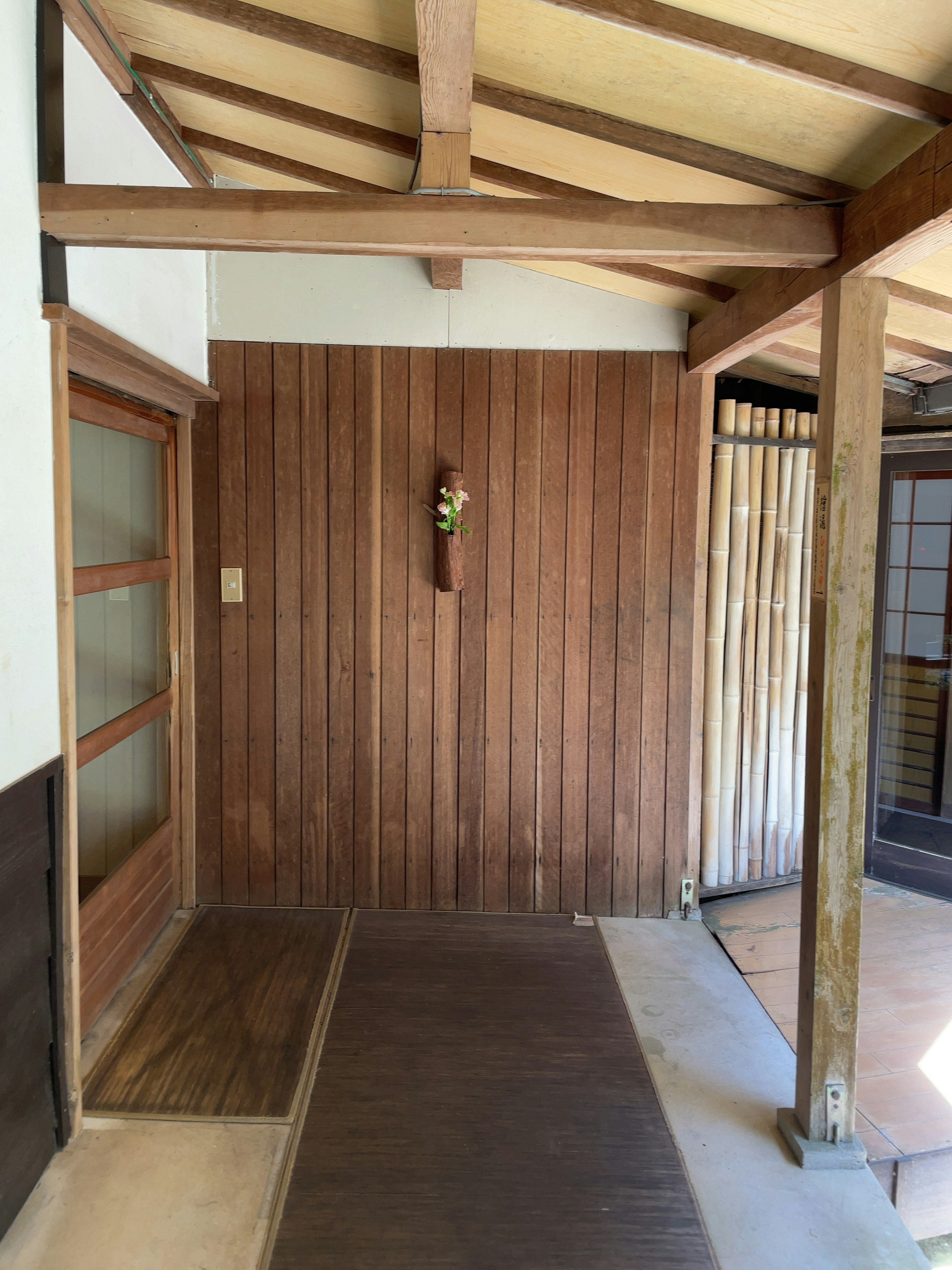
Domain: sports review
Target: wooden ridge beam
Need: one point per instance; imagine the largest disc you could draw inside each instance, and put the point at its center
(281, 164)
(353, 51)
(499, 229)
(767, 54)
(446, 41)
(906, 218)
---
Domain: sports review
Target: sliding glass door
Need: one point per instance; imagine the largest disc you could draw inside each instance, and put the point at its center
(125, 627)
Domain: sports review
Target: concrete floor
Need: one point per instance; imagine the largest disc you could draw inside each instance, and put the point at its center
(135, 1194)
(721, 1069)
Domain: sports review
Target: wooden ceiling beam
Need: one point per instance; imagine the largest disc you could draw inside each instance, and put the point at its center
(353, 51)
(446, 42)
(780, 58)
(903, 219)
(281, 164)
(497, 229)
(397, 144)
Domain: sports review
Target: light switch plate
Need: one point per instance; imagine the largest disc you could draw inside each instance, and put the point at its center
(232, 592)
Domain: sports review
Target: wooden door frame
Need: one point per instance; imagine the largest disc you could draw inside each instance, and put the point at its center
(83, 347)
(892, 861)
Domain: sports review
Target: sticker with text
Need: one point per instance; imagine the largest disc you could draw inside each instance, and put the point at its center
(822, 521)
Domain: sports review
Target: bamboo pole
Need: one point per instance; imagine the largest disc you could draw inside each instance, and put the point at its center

▶ STATED PROBLEM
Report each line in the rows above that contains the string "wooden", copying every such line in full.

▶ RESPONSE TO THE TASK
Target: wooden ridge beam
Target: wooden ceiling beam
Target: wooden door frame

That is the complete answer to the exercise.